◆ Assignment
The data should be written out in full, exactly as it stands, and the pictures dropped.

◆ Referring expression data
=====
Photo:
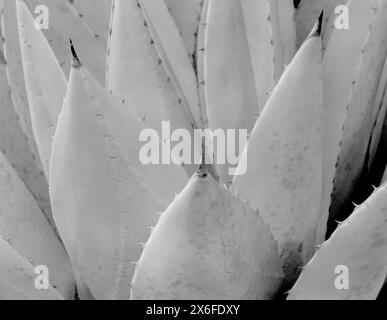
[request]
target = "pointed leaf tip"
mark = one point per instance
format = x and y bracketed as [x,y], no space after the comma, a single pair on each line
[202,170]
[75,60]
[317,29]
=====
◆ Result of the exercise
Photo:
[request]
target = "pointed leaf tip"
mark = one point per instance
format = x and y bracketed as [x,y], no space after the comma, a single pair on each line
[202,170]
[75,60]
[317,29]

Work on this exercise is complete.